[Consegne]:
1. Indica se ciascuna affermazione concorda con il brano sulla mancata ammissione all'esame, rispondendo sì o no e citando alla lettera le parole del brano che lo stabiliscono: (a) il responsabile della comunità ha telefonato alla collega; (b) chi racconta sapeva già della decisione; (c) Patty Bouvier ha avvisato le altre colleghe prima di comunicare la decisione alla comunità.
2. Riporta dal brano sulla mancata ammissione all'esame, senza alcuna modifica, tutto il testo che va da "Dunque, Patty Bouvier" giù fino a "nella nostra scuola.".

Ricordando...
Anno 2018/2019, sede secondaria, aprile
È sera quando una mia collega, che già conosci come Ned Flanders, mi invia questo messaggio:
“Ieri mi ha telefonato il responsabile della comunità [Taverna di Boe Szyslak]. Mi ha detto che [Patty Bouvier] ha dichiarato a nome della scuola che tre MSNA [Minori Stranieri Non Accompagnati] non saranno ammessi all’esame di fine anno. Io sono caduta dal pero. Tu ne sai qualcosa? A me risulta che dobbiamo ancora discuterne, tutti insieme noi insegnanti. E francamente io non vedo motivo per non ammetterli, visto che hanno dei buoni voti e si comportano abbastanza bene”.
No, non ne so niente. E no, neanche secondo me ci sono ragioni didattiche o comportamentali che giustifichino la loro non ammissione all’esame.
Dunque, Patty Bouvier ha stabilito in autonomia quella che avrebbe dovuto essere una decisione collegiale, discussa da tutti noi insegnanti. E ha comunicato la decisione alla comunità di accoglienza che ospita gli studenti, senza avvisare né me né le altre colleghe. Ha telefonato in comunità spiegando che a causa della mancata ammissione all’esame a partire da domani i ragazzi non saranno più ammessi alla frequenza delle lezioni nella nostra scuola.

[Voci fornite]:
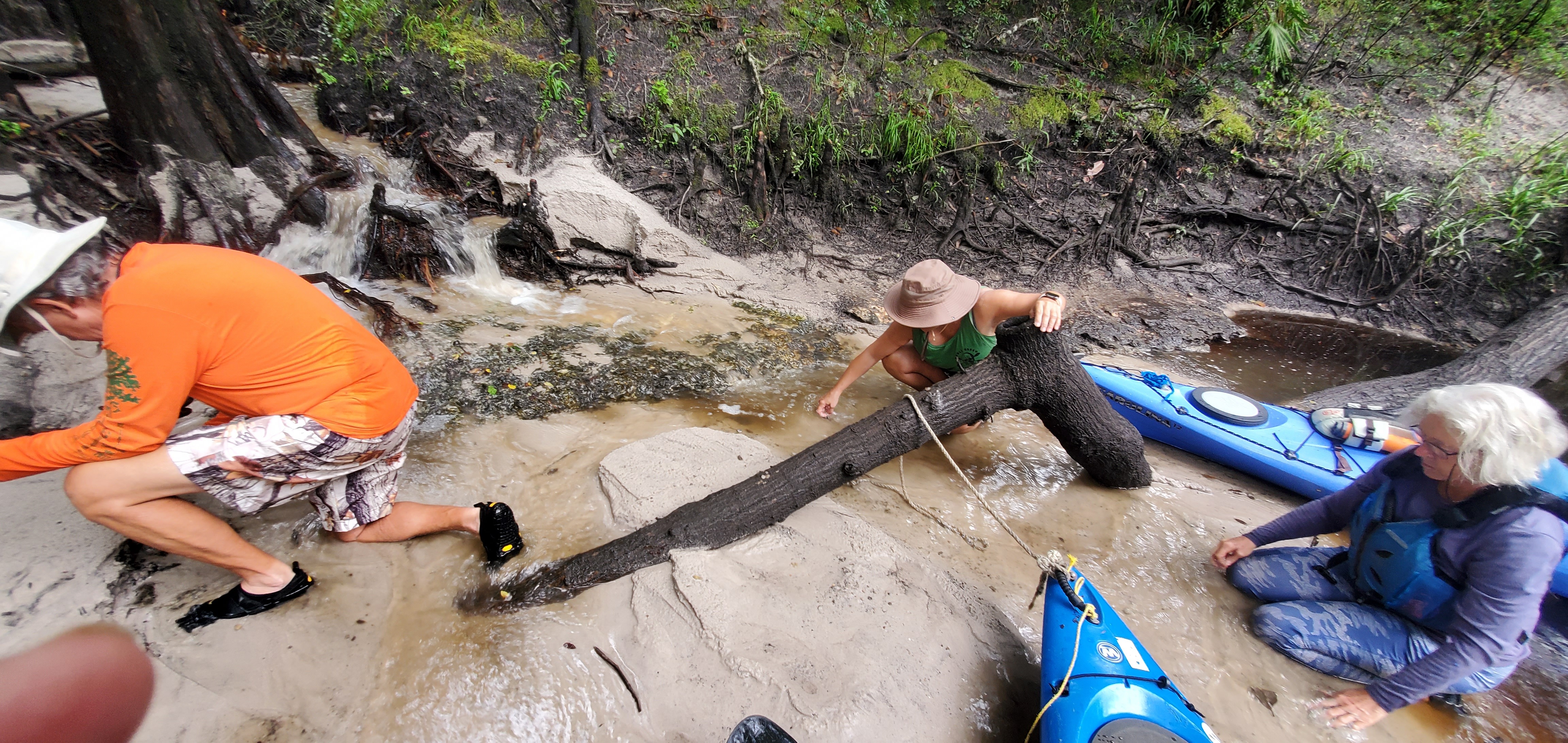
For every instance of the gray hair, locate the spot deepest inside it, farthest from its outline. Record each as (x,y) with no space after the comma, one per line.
(81,277)
(1506,433)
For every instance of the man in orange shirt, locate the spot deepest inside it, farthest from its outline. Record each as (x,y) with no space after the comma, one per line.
(310,405)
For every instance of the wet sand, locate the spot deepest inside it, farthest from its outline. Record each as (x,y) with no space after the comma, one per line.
(377,651)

[Risposte]:
1.
(a) Sì: "Ieri mi ha telefonato il responsabile della comunità".
(b) No: "No, non ne so niente".
(c) No: "senza avvisare né me né le altre colleghe".

2.
Dunque, Patty Bouvier ha stabilito in autonomia quella che avrebbe dovuto essere una decisione collegiale, discussa da tutti noi insegnanti. E ha comunicato la decisione alla comunità di accoglienza che ospita gli studenti, senza avvisare né me né le altre colleghe. Ha telefonato in comunità spiegando che a causa della mancata ammissione all’esame a partire da domani i ragazzi non saranno più ammessi alla frequenza delle lezioni nella nostra scuola.